## SUPPLIED RECORDS
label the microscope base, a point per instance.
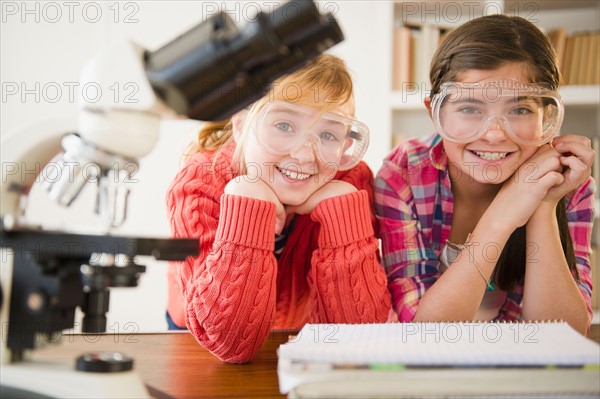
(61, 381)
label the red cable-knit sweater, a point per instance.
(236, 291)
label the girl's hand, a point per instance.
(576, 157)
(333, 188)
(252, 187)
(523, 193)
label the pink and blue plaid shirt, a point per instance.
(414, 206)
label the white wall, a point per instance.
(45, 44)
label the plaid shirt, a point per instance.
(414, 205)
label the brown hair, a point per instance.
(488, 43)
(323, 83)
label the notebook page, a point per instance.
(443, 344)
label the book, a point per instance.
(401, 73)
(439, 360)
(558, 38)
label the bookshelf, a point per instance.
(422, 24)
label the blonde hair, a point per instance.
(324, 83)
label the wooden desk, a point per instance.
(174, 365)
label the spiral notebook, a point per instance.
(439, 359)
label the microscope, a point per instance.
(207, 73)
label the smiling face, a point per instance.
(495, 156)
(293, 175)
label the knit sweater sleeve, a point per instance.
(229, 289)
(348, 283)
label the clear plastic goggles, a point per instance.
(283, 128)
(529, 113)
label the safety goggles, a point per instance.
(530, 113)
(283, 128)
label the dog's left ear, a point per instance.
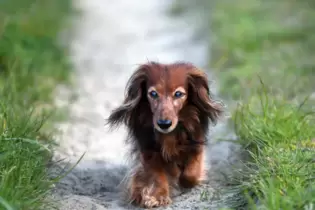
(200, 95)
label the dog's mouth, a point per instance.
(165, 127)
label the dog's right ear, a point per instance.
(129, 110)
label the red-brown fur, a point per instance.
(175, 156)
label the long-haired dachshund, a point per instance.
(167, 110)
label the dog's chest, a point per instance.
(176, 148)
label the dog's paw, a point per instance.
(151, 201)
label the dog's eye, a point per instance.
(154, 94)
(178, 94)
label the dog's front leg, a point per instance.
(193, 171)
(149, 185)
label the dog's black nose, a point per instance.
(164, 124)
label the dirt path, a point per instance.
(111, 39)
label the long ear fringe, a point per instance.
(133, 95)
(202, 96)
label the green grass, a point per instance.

---

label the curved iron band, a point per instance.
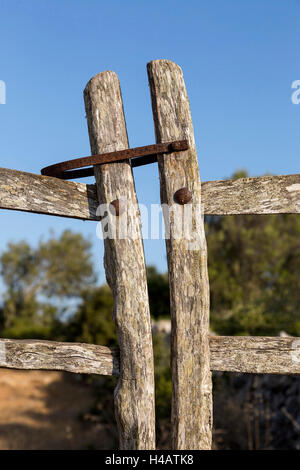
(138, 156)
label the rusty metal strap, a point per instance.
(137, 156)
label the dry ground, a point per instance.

## THE EXERCISE
Convert the lines between the one containing "label the dog's left" and the one containing "label the green grass, a point per instance.", inclusive, into a Markdown table with the columns Row and Line, and include no other lines. Number each row, and leave out blank lines and pictures.

## COMPLETE ANSWER
| Row | Line |
|---|---|
| 1 | label the dog's left ear, a point per instance. |
| 2 | (200, 95) |
| 3 | label the dog's mouth, a point per instance. |
| 4 | (165, 127) |
| 5 | label the dog's right ear, a point per instance. |
| 6 | (129, 110) |
| 7 | label the red-brown fur, a point per instance. |
| 8 | (175, 156) |
| 9 | label the long-haired dachshund, a point per instance. |
| 10 | (167, 110) |
| 11 | label the dog's chest, a point per instance. |
| 12 | (176, 148) |
| 13 | label the dog's paw, a point per instance. |
| 14 | (151, 201) |
| 15 | label the dog's eye, a point per instance. |
| 16 | (154, 94) |
| 17 | (178, 94) |
| 18 | label the dog's front leg, a point per instance. |
| 19 | (193, 171) |
| 20 | (149, 185) |
| 21 | label the dog's black nose, a point per instance. |
| 22 | (164, 124) |
| 23 | label the dirt path, a point per instance. |
| 24 | (111, 39) |
| 25 | label the long ear fringe, a point per instance. |
| 26 | (133, 95) |
| 27 | (202, 96) |
| 28 | label the green grass, a point per instance. |